I owe a few posts on the Supperclub menus, but I need to get home and upload photos and recipes for those...
In the meantime, let's talk beer (alus, in Lithuanian). I recently made my first batch of beer - a red ale from a simple recipe from the brew shop - and it's tasting pretty good! A lighter lager-style beer is currently doing its thing in my chilly basement (Seattle has been very cold for the past few weeks - perfect for lager yeast, which likes cool temperatures for fermentation).
When I cook and bake, I'm not one to get too caught up in the details - I tend to not pre-sift flour, or measure goopy substances like honey or sour cream. I figure it'll work itself out somehow, or I've got enough experience to either fix my sloppiness or live with a failure from time to time and learn something from my mistakes.
When I started baking bread using a natural sourdough starter a few years ago, I found that the attention to detail that professionals put into their baking really pays off - measuring flour by weight instead of volume ensures that your bread is not to dry or to sticky, for example. But mistakes teach you the most about how things are actually working in there; when my original sourdough breads weren't rising properly, some trial-and-error with higher-gluten flours taught me that wild yeast needs a little more help to rise properly.
Making beer seems like a similar enterprise, although the yeasts I'm using are highly specialized creatures that you buy for specific flavor development and brewing characteristics. More experienced brewers warned me that sanitation is the number one issue for home brewers, so I've been scrupulous in that department, and have generally tried to follow the recipes fairly strictly until I'm familiar with the processes. Ruining 5 gallons of beer is a pricey mistake, so I'd rather avoid that if at all possible.

_RECORDS SHOWN_
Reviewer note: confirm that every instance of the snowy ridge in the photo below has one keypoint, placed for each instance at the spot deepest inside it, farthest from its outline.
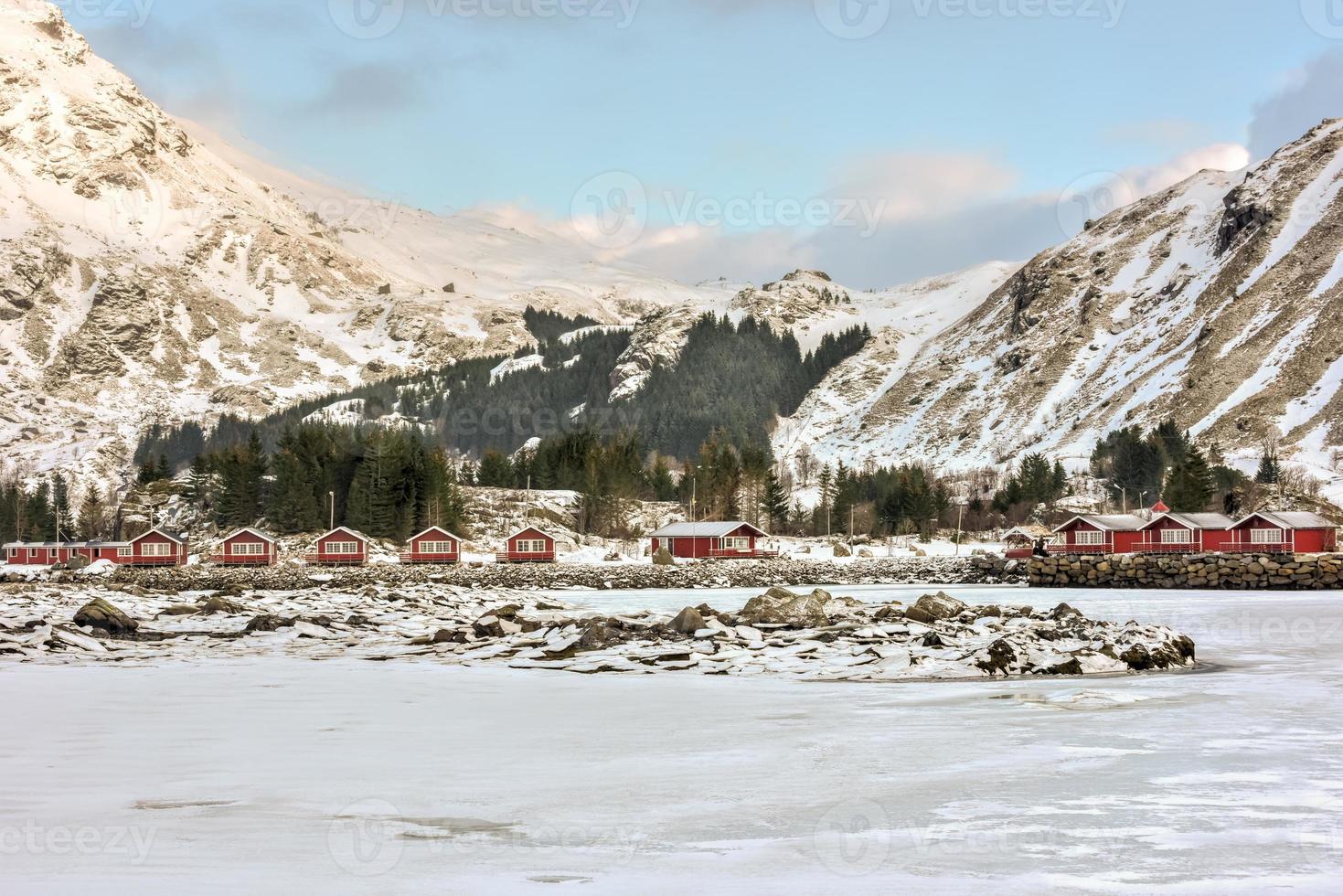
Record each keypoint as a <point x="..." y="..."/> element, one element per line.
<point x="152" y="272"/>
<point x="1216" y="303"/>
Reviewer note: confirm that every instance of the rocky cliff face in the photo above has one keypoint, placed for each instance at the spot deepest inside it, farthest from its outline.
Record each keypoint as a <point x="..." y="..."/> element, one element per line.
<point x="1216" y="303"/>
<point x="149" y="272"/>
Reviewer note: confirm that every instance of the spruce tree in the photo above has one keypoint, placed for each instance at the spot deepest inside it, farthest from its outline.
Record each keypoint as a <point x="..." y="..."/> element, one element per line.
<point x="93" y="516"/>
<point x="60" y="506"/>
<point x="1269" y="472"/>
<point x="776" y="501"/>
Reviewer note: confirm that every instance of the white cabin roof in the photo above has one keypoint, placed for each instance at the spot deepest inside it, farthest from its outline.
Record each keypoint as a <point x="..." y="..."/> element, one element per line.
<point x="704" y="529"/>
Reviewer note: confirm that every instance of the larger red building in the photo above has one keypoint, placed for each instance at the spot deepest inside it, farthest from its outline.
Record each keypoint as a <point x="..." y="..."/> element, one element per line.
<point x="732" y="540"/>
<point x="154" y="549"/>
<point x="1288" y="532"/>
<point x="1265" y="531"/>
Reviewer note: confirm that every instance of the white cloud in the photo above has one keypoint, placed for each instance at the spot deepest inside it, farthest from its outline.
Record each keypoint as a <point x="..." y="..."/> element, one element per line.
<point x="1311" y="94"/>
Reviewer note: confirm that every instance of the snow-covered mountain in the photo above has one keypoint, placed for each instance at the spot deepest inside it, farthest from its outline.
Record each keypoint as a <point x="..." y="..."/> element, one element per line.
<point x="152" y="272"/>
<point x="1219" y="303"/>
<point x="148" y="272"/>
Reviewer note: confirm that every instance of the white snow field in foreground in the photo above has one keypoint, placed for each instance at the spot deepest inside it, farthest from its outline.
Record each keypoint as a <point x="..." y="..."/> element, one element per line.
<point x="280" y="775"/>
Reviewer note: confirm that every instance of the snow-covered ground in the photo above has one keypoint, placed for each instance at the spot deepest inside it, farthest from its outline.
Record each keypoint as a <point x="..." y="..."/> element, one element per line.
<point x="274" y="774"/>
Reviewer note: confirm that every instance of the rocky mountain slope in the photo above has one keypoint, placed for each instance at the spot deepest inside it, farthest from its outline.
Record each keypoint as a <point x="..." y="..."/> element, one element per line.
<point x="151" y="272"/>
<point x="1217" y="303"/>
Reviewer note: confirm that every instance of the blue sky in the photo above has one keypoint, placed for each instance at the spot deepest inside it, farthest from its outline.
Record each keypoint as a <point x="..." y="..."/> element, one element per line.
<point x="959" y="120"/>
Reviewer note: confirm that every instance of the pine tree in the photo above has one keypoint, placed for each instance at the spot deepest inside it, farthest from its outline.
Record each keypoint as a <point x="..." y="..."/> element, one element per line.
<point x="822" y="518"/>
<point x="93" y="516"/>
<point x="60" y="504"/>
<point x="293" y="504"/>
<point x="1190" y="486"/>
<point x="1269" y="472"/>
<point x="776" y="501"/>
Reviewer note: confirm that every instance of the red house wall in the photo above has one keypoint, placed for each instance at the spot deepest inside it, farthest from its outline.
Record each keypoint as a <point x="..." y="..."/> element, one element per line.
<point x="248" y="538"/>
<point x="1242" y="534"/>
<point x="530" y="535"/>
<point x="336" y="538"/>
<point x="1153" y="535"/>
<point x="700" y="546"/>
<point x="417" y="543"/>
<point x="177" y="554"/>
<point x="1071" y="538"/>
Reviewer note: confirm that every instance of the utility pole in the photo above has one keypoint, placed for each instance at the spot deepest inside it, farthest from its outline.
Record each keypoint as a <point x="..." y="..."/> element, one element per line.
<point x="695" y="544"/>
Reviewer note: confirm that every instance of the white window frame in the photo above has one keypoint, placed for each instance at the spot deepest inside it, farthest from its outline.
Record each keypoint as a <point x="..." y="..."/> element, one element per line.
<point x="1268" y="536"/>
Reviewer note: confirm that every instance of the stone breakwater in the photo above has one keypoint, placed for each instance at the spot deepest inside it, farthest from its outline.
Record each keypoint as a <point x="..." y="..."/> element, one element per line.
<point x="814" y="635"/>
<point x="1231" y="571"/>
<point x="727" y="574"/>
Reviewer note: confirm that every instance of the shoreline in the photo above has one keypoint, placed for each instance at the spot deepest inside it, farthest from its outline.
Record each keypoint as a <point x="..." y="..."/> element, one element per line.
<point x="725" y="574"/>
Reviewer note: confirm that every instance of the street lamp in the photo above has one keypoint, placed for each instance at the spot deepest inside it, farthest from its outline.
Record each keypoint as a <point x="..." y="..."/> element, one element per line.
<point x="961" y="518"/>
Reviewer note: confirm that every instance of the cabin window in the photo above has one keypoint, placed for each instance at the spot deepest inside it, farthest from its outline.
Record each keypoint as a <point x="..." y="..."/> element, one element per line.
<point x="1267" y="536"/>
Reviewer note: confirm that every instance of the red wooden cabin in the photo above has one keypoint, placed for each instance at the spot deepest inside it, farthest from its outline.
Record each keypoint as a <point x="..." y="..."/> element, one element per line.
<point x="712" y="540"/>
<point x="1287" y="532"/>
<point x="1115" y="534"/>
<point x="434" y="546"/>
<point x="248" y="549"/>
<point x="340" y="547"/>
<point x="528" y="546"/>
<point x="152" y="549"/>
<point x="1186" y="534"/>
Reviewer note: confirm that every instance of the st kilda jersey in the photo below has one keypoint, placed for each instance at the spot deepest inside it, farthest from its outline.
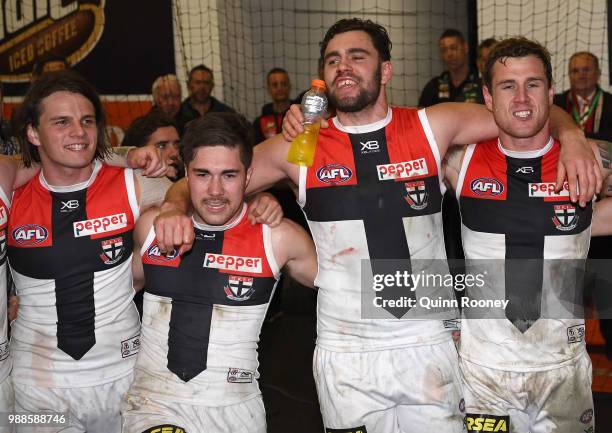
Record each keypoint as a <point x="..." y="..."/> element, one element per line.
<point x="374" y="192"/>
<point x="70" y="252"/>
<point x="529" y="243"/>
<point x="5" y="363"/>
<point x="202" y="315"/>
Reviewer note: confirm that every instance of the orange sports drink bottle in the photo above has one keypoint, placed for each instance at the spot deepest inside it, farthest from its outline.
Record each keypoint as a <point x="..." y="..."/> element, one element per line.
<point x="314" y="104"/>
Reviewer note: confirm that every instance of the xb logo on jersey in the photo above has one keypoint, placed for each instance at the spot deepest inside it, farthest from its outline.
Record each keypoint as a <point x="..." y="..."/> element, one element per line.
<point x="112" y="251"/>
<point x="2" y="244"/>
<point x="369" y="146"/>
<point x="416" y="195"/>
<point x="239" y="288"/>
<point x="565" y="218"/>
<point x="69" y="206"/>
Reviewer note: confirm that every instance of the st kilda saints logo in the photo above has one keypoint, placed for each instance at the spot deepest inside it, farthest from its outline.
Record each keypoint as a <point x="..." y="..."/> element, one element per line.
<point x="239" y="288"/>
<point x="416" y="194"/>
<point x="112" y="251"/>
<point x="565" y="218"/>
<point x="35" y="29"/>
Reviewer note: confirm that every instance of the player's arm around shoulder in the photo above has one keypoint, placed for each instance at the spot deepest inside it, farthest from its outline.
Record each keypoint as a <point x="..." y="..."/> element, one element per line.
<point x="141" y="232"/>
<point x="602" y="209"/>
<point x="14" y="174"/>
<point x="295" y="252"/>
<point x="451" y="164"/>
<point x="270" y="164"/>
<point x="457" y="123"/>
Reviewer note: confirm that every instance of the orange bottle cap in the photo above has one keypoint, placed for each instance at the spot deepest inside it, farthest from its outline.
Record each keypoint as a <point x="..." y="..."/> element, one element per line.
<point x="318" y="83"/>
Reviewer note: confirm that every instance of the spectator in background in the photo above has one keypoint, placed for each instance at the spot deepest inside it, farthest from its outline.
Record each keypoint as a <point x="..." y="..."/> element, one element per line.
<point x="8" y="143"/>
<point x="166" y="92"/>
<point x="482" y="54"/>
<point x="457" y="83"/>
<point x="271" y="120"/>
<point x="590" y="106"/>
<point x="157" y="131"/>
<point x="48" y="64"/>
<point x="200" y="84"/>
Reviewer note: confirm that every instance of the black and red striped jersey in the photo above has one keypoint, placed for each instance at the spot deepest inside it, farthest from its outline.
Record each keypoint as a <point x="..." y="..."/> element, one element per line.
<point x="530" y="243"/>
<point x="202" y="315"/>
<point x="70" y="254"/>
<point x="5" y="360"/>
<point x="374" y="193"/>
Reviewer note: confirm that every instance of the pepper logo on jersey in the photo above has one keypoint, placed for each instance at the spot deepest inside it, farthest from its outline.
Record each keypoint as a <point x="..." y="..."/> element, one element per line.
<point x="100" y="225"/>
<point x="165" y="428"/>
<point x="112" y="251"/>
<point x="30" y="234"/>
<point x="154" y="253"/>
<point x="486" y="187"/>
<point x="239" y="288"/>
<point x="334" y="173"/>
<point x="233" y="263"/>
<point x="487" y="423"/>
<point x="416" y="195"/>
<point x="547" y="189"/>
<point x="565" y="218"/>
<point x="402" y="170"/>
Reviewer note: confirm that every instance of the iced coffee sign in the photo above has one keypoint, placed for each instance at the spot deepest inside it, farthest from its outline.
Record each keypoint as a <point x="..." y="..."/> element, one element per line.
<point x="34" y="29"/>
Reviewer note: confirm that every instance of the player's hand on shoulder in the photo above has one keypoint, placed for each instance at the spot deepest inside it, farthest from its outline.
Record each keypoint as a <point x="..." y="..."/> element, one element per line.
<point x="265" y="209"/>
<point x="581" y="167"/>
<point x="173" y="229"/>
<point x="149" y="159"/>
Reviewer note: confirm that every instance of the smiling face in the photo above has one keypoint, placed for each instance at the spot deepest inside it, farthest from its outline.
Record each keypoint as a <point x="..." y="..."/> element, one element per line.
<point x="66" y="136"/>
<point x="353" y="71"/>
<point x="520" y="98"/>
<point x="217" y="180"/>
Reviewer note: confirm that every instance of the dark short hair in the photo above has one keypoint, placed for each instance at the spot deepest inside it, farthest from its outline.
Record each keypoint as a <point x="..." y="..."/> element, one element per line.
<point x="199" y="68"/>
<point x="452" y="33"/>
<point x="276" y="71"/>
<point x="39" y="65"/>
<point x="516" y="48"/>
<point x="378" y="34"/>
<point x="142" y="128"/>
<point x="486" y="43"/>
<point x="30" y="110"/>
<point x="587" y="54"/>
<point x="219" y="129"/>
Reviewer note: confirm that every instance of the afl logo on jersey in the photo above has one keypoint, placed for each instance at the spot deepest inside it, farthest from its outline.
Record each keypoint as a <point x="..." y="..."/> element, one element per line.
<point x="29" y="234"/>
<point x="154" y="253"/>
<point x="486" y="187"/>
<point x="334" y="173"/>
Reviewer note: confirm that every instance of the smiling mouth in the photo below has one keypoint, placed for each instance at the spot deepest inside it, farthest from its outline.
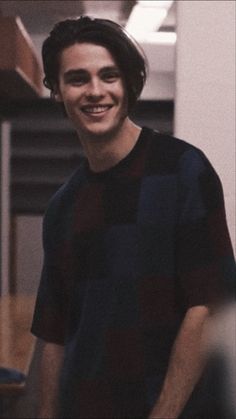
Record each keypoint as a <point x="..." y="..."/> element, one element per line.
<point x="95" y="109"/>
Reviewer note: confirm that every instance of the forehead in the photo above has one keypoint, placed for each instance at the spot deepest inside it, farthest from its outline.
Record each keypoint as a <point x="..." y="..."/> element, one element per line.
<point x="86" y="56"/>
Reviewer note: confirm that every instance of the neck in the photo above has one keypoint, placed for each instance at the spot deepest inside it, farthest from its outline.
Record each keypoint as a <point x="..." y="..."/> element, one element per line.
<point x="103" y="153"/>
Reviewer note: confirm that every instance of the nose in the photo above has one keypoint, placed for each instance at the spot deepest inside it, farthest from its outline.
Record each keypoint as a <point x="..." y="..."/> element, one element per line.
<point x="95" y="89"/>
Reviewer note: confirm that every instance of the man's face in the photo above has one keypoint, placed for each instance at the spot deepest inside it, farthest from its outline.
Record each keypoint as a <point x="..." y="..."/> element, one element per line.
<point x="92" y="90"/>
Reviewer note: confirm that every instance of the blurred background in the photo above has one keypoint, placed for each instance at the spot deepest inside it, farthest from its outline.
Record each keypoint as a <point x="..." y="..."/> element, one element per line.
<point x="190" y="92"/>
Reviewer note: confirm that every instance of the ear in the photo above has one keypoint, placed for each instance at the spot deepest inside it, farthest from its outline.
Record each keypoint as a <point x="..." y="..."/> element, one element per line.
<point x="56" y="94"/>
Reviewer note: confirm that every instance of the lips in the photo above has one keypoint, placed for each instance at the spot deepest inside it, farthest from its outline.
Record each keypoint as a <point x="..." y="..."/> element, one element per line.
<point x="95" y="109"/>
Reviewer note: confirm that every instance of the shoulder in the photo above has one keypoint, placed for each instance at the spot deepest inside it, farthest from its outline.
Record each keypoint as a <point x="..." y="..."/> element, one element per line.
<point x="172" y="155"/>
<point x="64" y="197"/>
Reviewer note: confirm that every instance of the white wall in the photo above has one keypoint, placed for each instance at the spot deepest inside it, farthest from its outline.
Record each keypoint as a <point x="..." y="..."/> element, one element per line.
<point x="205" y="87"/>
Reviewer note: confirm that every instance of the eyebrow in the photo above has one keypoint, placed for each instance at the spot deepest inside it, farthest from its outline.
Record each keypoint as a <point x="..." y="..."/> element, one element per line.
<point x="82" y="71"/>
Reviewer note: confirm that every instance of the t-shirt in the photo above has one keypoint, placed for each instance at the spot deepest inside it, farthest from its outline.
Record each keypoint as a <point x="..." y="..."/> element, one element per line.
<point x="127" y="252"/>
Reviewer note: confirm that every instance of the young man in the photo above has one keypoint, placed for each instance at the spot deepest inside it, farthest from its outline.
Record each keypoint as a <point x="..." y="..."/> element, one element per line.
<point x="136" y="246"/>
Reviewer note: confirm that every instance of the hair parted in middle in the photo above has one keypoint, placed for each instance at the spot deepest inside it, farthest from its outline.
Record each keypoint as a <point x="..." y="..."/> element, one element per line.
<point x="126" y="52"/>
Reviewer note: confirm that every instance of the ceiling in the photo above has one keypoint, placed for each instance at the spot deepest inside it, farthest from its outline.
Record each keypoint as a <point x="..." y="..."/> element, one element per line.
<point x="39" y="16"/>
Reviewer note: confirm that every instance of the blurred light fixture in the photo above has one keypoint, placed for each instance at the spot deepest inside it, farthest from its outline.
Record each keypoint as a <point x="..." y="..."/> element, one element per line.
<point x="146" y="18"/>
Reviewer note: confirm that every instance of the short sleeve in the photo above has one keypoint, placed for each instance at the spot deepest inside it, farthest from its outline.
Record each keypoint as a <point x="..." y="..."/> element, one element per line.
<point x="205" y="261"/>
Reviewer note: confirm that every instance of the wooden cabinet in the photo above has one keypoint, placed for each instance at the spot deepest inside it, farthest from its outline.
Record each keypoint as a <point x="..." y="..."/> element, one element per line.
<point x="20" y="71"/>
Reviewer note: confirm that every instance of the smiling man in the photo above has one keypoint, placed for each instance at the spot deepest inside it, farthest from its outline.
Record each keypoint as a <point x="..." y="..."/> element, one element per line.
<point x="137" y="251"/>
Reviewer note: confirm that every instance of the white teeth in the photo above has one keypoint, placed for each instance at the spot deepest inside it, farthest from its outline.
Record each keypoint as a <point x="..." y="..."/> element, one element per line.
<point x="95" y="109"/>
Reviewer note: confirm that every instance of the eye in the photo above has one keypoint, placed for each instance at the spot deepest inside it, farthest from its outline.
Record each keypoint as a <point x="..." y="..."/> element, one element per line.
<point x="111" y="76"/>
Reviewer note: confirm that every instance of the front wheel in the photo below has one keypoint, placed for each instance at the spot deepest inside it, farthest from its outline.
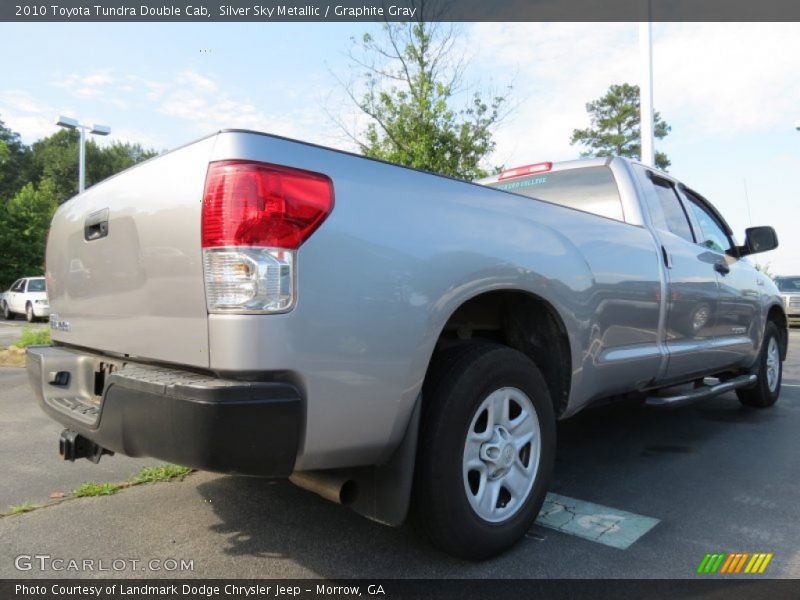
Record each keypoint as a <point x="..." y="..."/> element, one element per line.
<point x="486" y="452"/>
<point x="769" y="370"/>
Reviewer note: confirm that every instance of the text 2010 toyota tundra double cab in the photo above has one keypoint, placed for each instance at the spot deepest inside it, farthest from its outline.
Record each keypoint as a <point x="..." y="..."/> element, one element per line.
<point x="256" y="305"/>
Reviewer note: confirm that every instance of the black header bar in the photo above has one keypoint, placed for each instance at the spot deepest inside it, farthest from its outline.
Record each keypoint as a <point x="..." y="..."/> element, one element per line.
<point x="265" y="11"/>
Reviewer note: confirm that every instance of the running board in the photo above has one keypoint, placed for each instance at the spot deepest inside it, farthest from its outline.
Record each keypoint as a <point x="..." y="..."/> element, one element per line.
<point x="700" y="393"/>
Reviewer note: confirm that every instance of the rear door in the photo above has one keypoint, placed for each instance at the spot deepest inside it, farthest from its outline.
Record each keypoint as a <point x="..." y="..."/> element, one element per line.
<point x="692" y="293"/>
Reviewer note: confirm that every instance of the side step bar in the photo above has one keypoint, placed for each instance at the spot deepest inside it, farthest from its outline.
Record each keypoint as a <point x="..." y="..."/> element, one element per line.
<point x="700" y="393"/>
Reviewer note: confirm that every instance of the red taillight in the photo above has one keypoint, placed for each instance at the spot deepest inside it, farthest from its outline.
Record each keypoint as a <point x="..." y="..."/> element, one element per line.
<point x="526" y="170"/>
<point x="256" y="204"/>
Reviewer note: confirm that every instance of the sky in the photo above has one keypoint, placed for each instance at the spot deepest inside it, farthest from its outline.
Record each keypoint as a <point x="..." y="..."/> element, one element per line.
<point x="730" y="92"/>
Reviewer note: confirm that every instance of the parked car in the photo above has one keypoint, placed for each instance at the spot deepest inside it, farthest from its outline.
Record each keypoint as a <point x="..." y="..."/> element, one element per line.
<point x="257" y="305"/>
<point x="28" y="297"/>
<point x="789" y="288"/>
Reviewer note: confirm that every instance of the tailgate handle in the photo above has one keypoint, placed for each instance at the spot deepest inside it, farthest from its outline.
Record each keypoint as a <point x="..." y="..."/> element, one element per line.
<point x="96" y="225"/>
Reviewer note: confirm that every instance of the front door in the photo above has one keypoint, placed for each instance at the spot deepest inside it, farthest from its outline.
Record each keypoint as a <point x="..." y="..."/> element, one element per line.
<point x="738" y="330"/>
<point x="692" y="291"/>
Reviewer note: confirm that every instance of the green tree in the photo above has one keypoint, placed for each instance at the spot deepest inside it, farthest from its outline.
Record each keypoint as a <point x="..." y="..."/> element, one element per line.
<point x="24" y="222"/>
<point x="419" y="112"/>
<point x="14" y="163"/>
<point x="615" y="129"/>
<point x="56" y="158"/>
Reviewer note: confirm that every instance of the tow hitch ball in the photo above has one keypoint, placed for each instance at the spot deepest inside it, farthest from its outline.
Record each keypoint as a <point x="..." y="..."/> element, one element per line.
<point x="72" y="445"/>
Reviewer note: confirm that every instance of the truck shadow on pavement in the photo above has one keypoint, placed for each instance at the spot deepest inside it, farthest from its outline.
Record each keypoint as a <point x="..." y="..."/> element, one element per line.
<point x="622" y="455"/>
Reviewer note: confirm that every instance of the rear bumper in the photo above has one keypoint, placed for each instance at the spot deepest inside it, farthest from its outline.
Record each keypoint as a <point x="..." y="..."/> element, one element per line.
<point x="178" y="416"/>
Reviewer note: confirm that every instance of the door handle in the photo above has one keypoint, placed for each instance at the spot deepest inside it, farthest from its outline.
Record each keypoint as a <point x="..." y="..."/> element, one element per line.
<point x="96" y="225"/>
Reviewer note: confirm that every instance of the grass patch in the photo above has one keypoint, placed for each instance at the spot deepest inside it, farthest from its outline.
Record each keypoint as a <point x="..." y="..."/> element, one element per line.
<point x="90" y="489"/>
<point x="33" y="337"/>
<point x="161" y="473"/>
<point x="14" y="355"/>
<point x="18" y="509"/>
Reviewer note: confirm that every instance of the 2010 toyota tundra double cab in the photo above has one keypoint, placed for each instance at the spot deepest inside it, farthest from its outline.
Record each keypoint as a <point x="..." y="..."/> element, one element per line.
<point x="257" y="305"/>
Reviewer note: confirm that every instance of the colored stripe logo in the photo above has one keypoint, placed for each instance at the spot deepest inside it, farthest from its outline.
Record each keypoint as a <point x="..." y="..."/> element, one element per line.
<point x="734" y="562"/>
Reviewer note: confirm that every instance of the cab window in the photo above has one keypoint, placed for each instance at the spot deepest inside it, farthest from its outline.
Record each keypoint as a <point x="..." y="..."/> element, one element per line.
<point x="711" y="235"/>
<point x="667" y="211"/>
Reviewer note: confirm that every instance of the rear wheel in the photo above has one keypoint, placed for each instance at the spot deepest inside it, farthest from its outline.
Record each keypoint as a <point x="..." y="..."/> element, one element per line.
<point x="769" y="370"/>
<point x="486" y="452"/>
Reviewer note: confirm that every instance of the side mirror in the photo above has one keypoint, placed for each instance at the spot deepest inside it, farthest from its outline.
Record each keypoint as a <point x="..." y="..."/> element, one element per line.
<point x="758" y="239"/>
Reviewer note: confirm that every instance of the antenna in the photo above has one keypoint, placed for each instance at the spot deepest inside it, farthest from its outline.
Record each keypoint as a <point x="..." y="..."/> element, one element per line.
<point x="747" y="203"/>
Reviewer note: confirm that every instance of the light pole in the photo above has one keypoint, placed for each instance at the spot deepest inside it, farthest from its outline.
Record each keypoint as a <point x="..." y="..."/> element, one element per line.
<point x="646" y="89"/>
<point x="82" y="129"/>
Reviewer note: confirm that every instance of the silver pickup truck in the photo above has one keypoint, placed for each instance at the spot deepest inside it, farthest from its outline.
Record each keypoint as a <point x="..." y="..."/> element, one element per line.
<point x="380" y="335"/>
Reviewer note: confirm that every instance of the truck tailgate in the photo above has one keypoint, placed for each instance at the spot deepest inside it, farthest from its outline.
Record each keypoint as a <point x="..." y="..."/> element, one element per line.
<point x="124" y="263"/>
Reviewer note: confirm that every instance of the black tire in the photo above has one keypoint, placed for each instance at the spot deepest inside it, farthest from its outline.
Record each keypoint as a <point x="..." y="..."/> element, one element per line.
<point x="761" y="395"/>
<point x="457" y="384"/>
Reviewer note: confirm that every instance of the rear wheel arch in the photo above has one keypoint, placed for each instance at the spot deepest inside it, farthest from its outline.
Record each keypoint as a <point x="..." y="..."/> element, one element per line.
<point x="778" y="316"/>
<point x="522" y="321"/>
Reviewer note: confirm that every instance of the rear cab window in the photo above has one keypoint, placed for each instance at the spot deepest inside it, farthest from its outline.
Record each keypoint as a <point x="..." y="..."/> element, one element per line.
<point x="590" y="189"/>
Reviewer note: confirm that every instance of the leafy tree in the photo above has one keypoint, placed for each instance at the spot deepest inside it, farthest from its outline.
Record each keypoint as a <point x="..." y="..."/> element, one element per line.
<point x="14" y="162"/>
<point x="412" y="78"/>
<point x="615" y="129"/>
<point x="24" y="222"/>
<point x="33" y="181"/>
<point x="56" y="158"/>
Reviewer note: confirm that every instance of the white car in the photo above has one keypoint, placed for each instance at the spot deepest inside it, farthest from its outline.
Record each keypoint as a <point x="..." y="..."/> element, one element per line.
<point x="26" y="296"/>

_WRITTEN EXERCISE 1_
From the home brewing post, copy the passage starting at "Making beer seems" and ending at "at all possible.".
_WRITTEN EXERCISE 2_
In the home brewing post, what did more experienced brewers say is the number one issue for home brewers?

_SOLUTION 1_
Making beer seems like a similar enterprise, although the yeasts I'm using are highly specialized creatures that you buy for specific flavor development and brewing characteristics. More experienced brewers warned me that sanitation is the number one issue for home brewers, so I've been scrupulous in that department, and have generally tried to follow the recipes fairly strictly until I'm familiar with the processes. Ruining 5 gallons of beer is a pricey mistake, so I'd rather avoid that if at all possible.

_SOLUTION 2_
Sanitation.